#### [TEKSTFRAGMENT]
* * * *
De rechtbank is van oordeel dat uit hetgeen namens verzoekster is aangevoerd niet kan worden afgeleid dat bij de rechter sprake is geweest van subjectieve partijdigheid.
De vraag of er bij de rechter sprake is geweest van objectieve partijdigheid beantwoordt de wrakingskamer als volgt.
3.4.
Het behoort tot de taak van de rechter om op basis van de processtukken en hetgeen op de zitting naar voren is gekomen kritische vragen te stellen over relevante feiten en omstandigheden. In de wijze van vraagstelling komt de rechter een zekere mate van vrijheid toe. Het proces-verbaal van de mondelinge behandeling gehouden op 10 december 2021 betreft een zakelijke weergave van hetgeen tijdens deze behandeling over en weer naar voren is gebracht. Verzoekster heeft de inhoud van dit proces-verbaal niet betwist.
* * * *
#### [OPDRACHTEN]
a) Citeer uit het tekstfragment letterlijk de passage die begint met "Het behoort tot" en doorloopt tot en met "proces-verbaal niet betwist.".
b) Op welke datum werd volgens het tekstfragment de mondelinge behandeling gehouden?
c) Vat de alinea uit het tekstfragment die begint met "Het behoort tot de taak van de rechter" samen in de vorm van een opsomming.
Baseer je uitsluitend op het tekstfragment.
* * * *
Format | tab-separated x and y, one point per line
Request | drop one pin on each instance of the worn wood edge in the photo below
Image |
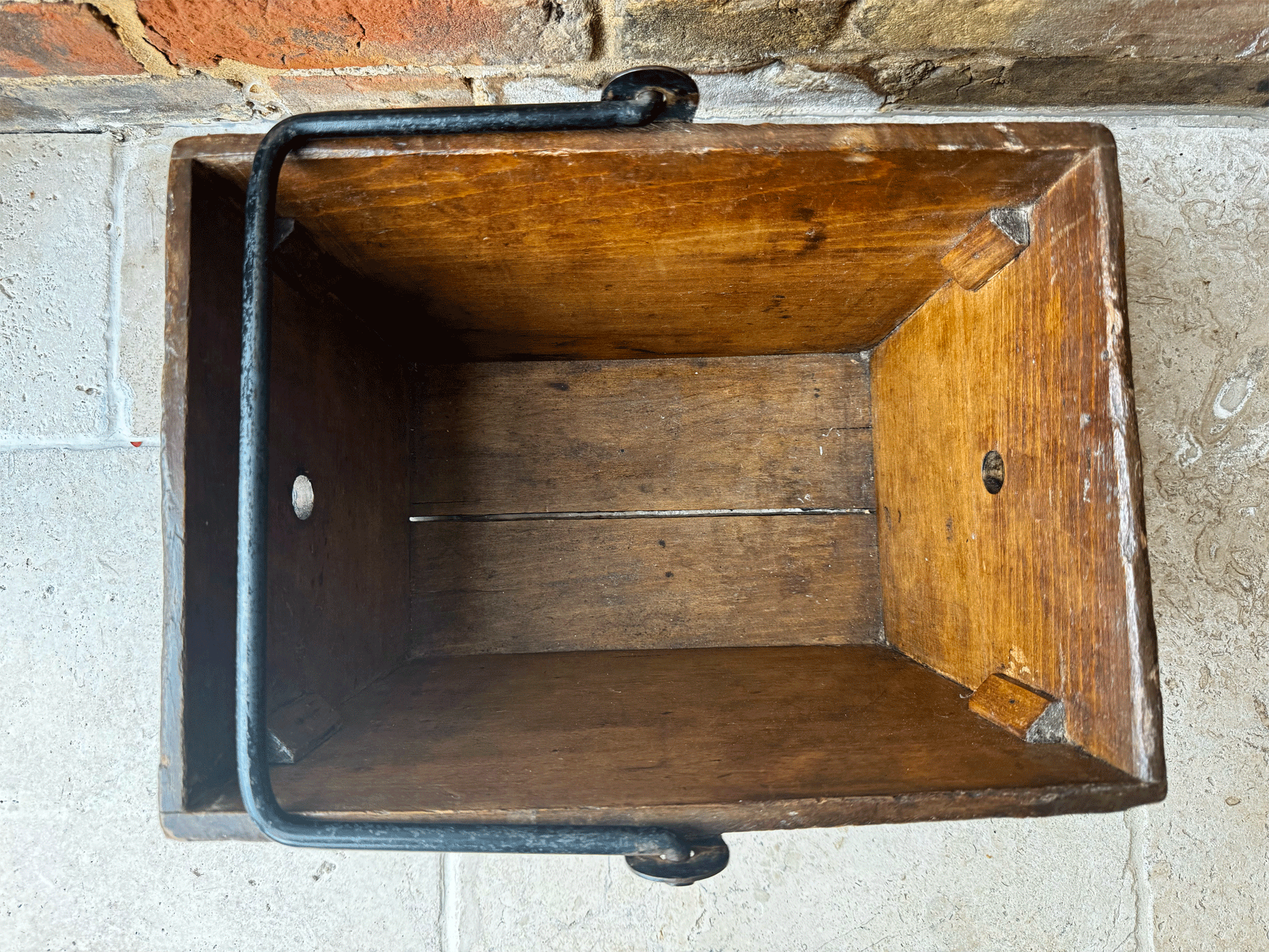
1019	709
981	254
745	816
172	462
1148	719
863	138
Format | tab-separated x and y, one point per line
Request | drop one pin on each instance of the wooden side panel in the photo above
701	433
599	584
1045	580
339	582
716	739
201	423
708	240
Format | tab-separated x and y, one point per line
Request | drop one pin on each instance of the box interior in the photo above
597	430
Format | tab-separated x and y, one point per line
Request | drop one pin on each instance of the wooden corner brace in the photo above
1022	711
998	239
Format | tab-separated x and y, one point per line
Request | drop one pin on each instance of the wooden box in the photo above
713	477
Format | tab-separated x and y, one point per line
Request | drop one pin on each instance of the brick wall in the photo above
121	61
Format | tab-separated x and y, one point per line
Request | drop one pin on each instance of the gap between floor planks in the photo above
638	514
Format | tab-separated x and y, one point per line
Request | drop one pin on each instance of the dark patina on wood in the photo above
696	424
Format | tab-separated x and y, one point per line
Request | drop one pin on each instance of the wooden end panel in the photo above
1047	579
599	584
711	240
692	433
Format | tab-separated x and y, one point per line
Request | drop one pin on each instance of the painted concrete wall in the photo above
83	863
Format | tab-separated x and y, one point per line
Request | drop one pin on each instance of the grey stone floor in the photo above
83	863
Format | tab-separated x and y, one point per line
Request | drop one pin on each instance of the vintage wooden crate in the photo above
685	476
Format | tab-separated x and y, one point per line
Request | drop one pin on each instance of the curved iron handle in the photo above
634	98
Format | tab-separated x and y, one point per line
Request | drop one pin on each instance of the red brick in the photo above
60	40
328	33
303	95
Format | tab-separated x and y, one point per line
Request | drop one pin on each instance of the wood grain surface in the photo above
1010	704
709	240
693	433
984	252
602	584
1046	580
599	734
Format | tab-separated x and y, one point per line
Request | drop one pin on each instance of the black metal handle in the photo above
633	98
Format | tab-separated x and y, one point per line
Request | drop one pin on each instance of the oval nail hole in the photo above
993	471
303	497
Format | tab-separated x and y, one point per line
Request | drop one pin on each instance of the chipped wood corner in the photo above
1021	710
998	239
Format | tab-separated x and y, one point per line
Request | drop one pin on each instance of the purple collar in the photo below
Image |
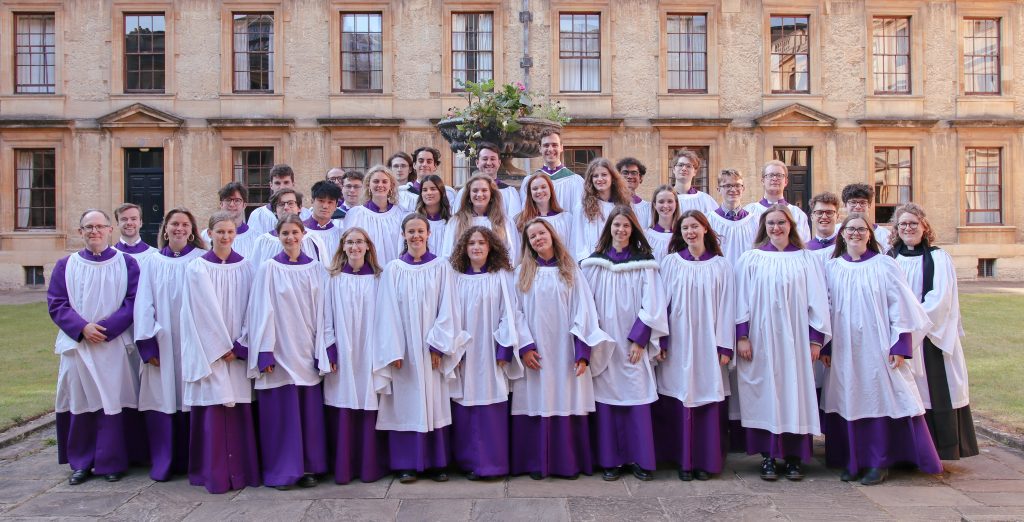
283	259
407	257
233	257
138	248
366	269
768	247
867	255
373	206
312	224
685	254
167	252
102	256
731	215
781	201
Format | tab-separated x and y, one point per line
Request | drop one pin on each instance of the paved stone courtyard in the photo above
986	487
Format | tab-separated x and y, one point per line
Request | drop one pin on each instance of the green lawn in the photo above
993	324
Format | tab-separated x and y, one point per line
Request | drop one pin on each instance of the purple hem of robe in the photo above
100	442
880	442
168	435
623	435
691	438
222	450
412	450
779	445
292	435
480	438
355	449
550	445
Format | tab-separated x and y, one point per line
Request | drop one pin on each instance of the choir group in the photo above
395	325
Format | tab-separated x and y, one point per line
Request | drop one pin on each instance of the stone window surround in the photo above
118	11
8	10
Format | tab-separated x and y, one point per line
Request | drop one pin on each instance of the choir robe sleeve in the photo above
586	327
446	335
119	321
942	304
818	312
259	316
512	331
58	305
204	335
906	315
146	328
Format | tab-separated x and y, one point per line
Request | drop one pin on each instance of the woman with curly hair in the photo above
487	303
603	188
551	402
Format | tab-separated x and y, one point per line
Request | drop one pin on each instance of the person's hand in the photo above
581	367
531	359
895	361
744	348
636	353
94	333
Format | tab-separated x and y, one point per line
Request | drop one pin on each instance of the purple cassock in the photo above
95	440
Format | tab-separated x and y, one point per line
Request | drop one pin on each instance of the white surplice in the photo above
416	311
701	318
781	294
871	305
349	305
624	293
286	317
492	316
556	313
158	314
942	305
103	376
214	303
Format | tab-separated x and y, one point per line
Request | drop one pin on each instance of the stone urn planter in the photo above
524	142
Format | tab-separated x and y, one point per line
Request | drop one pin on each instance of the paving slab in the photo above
524	510
71	505
614	509
557	487
226	511
442	510
352	510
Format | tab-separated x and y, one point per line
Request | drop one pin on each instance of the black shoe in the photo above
846	476
793	471
79	476
768	469
875	476
641	474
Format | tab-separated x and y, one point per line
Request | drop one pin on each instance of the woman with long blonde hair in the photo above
551	403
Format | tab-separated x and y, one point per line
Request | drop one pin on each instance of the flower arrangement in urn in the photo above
510	117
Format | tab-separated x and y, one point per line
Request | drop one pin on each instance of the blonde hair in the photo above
528	266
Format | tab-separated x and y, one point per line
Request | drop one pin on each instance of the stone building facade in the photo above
* * * *
#### [ANTWOORDEN]
a)
Het behoort tot de taak van de rechter om op basis van de processtukken en hetgeen op de zitting naar voren is gekomen kritische vragen te stellen over relevante feiten en omstandigheden. In de wijze van vraagstelling komt de rechter een zekere mate van vrijheid toe. Het proces-verbaal van de mondelinge behandeling gehouden op 10 december 2021 betreft een zakelijke weergave van hetgeen tijdens deze behandeling over en weer naar voren is gebracht. Verzoekster heeft de inhoud van dit proces-verbaal niet betwist.

b) Op 10 december 2021.

c)
- De rechter moet op basis van de processtukken en wat op de zitting naar voren is gekomen kritische vragen stellen over relevante feiten en omstandigheden.
- Bij de manier van vragen stellen heeft de rechter een zekere mate van vrijheid.
- Het proces-verbaal van de mondelinge behandeling van 10 december 2021 geeft zakelijk weer wat daar over en weer is gezegd.
- Verzoekster heeft de inhoud van dit proces-verbaal niet betwist.